▸ **JOB**: Pick out every line in the listing below that contains the word "green", and copy each one.

* Start DATA FOR THIS TASK *

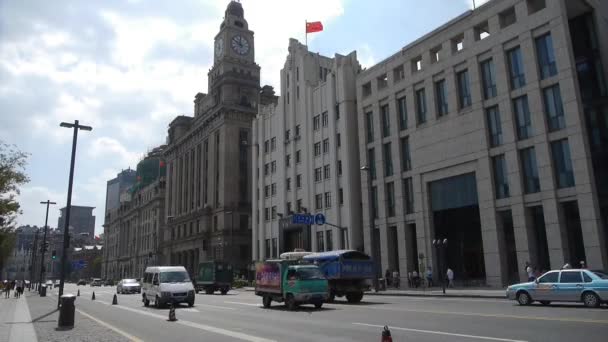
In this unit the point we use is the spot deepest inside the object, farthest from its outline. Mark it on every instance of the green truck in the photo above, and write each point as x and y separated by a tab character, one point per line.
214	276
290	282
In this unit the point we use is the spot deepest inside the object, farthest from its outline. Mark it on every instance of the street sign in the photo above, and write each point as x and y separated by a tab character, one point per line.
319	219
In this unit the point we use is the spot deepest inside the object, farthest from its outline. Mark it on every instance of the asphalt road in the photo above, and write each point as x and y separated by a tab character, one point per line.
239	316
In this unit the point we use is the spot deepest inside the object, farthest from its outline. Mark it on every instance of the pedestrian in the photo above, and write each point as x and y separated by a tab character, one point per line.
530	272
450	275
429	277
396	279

* End DATA FOR THIS TASK *
* Start DATA FOR THIS TASK *

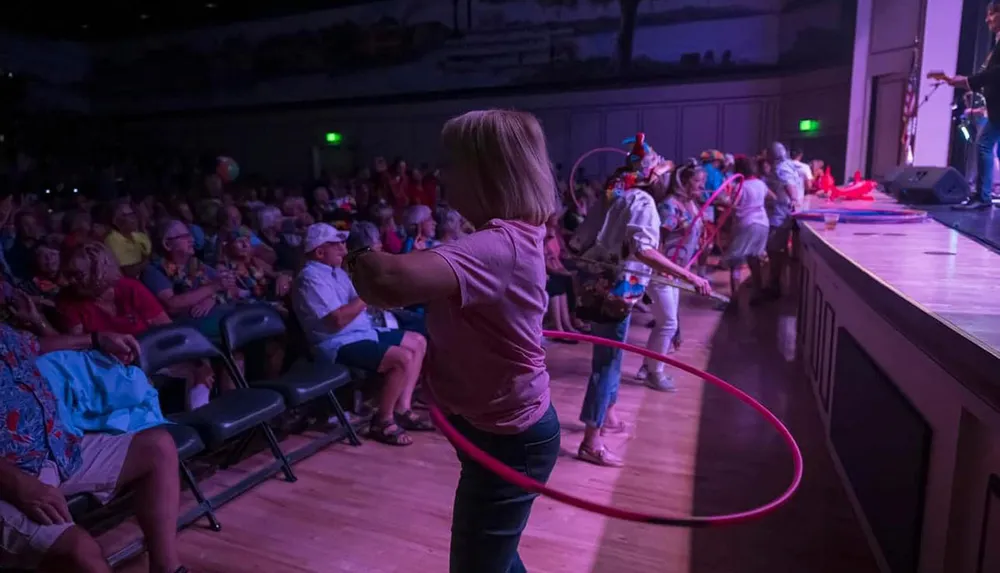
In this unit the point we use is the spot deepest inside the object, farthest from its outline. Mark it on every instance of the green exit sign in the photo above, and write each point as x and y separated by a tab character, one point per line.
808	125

* End DATA FOR THIS TASK *

▸ **ANSWER TO THE TASK**:
In this unit the point we use is the spot deepest inside the object, farthest from its outline. Mark it on every instance of the green truck in the photo above, and write each point as x and y separated by a tab character, one point per line.
In this unit the point we use is the spot deepest inside the object, farthest from its outline. Mark it on every instance of the green exit sign in the photo above, and write each point as x and y separated by a tab character, one point per line.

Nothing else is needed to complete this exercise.